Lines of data
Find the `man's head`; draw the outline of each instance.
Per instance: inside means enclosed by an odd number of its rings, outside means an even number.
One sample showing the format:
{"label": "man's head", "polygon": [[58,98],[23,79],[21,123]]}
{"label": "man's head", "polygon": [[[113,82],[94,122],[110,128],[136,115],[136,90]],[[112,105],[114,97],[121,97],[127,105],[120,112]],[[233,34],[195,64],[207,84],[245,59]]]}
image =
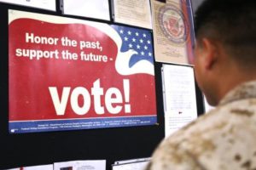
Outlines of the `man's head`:
{"label": "man's head", "polygon": [[205,0],[195,13],[195,70],[208,102],[256,78],[256,1]]}

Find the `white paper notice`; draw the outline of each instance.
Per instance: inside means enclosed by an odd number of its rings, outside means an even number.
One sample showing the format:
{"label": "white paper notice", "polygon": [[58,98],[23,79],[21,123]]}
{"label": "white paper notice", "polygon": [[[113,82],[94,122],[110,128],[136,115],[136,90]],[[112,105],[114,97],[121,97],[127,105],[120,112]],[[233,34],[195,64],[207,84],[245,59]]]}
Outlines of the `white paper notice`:
{"label": "white paper notice", "polygon": [[115,22],[152,29],[149,0],[113,0],[113,13]]}
{"label": "white paper notice", "polygon": [[54,163],[55,170],[106,170],[106,160],[73,161]]}
{"label": "white paper notice", "polygon": [[53,170],[53,165],[38,165],[38,166],[31,166],[24,167],[12,168],[9,170]]}
{"label": "white paper notice", "polygon": [[1,2],[56,11],[55,0],[0,0]]}
{"label": "white paper notice", "polygon": [[144,170],[151,158],[116,162],[112,170]]}
{"label": "white paper notice", "polygon": [[63,13],[110,20],[108,0],[63,0]]}
{"label": "white paper notice", "polygon": [[212,106],[208,104],[206,96],[203,95],[203,99],[204,99],[204,109],[205,109],[205,112],[208,113],[208,111],[210,111],[211,110],[214,109],[214,106]]}
{"label": "white paper notice", "polygon": [[194,70],[163,65],[166,137],[197,118]]}

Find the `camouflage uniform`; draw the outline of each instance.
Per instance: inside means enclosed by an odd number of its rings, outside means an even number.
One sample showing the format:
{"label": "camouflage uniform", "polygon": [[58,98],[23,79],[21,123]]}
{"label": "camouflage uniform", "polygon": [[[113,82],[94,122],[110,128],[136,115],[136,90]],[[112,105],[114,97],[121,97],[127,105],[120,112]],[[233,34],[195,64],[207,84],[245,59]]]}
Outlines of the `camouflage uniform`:
{"label": "camouflage uniform", "polygon": [[256,170],[256,81],[163,140],[147,170]]}

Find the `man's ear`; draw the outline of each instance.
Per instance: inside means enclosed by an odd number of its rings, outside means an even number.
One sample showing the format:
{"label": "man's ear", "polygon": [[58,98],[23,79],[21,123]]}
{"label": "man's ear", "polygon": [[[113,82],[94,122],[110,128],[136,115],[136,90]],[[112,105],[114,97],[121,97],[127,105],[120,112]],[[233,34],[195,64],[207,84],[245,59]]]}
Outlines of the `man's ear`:
{"label": "man's ear", "polygon": [[201,54],[203,59],[203,65],[207,70],[210,70],[214,66],[218,59],[218,47],[216,43],[208,39],[203,38],[201,40]]}

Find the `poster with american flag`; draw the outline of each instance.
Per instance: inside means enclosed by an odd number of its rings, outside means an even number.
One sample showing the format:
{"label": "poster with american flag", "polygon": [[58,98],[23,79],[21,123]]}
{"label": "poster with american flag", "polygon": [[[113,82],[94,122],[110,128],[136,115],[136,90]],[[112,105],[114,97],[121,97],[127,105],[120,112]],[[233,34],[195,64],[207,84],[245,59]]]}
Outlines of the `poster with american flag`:
{"label": "poster with american flag", "polygon": [[9,11],[9,133],[153,125],[152,32]]}

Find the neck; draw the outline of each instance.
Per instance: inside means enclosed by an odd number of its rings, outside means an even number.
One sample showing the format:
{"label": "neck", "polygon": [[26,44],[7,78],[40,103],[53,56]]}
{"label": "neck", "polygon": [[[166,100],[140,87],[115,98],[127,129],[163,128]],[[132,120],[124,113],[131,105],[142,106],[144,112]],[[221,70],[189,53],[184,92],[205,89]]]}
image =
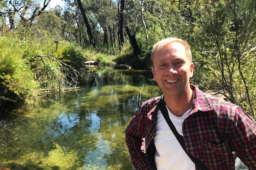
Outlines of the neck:
{"label": "neck", "polygon": [[172,113],[176,116],[182,116],[193,105],[193,91],[189,88],[183,94],[168,95],[164,94],[164,101]]}

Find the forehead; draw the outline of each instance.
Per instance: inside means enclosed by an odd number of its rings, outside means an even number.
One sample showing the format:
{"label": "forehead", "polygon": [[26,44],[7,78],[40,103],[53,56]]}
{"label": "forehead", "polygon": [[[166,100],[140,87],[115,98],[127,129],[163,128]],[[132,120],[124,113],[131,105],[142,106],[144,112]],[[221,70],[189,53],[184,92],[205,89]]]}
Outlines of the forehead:
{"label": "forehead", "polygon": [[162,60],[168,57],[187,58],[186,51],[183,45],[174,42],[162,46],[156,51],[154,55],[154,60]]}

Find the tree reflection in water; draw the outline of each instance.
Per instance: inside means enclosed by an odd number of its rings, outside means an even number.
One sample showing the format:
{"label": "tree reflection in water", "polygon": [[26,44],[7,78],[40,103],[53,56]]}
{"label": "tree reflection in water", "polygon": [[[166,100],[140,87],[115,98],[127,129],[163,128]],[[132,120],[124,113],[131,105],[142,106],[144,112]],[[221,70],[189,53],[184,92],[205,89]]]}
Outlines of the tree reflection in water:
{"label": "tree reflection in water", "polygon": [[91,69],[76,91],[49,96],[12,120],[0,166],[15,170],[131,170],[124,131],[139,103],[161,94],[151,73]]}

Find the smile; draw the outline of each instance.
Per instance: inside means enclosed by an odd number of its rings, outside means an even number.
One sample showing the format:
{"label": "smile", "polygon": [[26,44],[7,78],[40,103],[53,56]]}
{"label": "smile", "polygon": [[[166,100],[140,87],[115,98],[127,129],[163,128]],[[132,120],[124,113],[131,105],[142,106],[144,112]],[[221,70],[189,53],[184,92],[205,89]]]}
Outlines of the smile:
{"label": "smile", "polygon": [[175,82],[177,81],[178,80],[178,79],[174,80],[166,80],[166,82],[168,82],[168,83],[175,83]]}

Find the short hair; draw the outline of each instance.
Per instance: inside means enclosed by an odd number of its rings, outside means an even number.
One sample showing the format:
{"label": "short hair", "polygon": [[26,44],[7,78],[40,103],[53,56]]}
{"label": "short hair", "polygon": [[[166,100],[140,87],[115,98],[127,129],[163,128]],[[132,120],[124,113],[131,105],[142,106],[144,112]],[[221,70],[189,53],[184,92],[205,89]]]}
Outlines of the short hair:
{"label": "short hair", "polygon": [[186,50],[186,53],[187,57],[189,59],[190,62],[192,63],[192,54],[191,54],[191,51],[190,51],[190,46],[187,41],[178,38],[170,37],[163,39],[159,41],[153,47],[152,51],[151,51],[150,61],[153,66],[154,63],[153,63],[153,60],[155,54],[157,52],[162,49],[166,45],[171,44],[173,43],[178,43],[183,45]]}

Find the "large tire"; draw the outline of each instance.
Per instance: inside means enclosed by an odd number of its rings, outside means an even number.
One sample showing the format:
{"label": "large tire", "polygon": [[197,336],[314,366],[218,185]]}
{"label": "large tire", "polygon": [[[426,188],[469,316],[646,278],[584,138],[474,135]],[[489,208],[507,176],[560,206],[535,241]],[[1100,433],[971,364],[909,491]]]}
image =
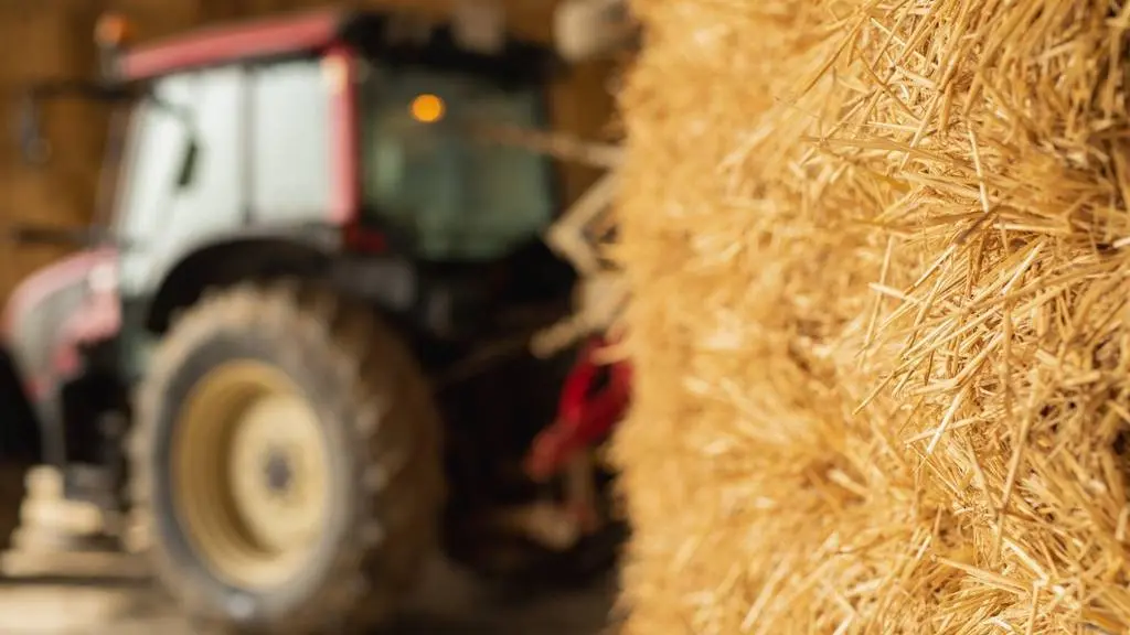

STATED PROBLEM = Pull out every line of the records above that contains the string "reflection", and copy each of those lines in full.

ANSWER IN FULL =
Find the tree reflection in water; draw the outline of each instance.
{"label": "tree reflection in water", "polygon": [[26,44],[7,78],[40,103],[53,56]]}
{"label": "tree reflection in water", "polygon": [[[166,100],[140,87],[115,98],[127,129],[163,128]],[[132,120],[124,113],[131,105],[142,106],[144,112]],[[221,70],[189,53],[184,92],[205,89]]]}
Outlines of the tree reflection in water:
{"label": "tree reflection in water", "polygon": [[91,69],[76,91],[49,96],[12,120],[0,166],[15,170],[131,170],[124,131],[139,103],[161,94],[151,73]]}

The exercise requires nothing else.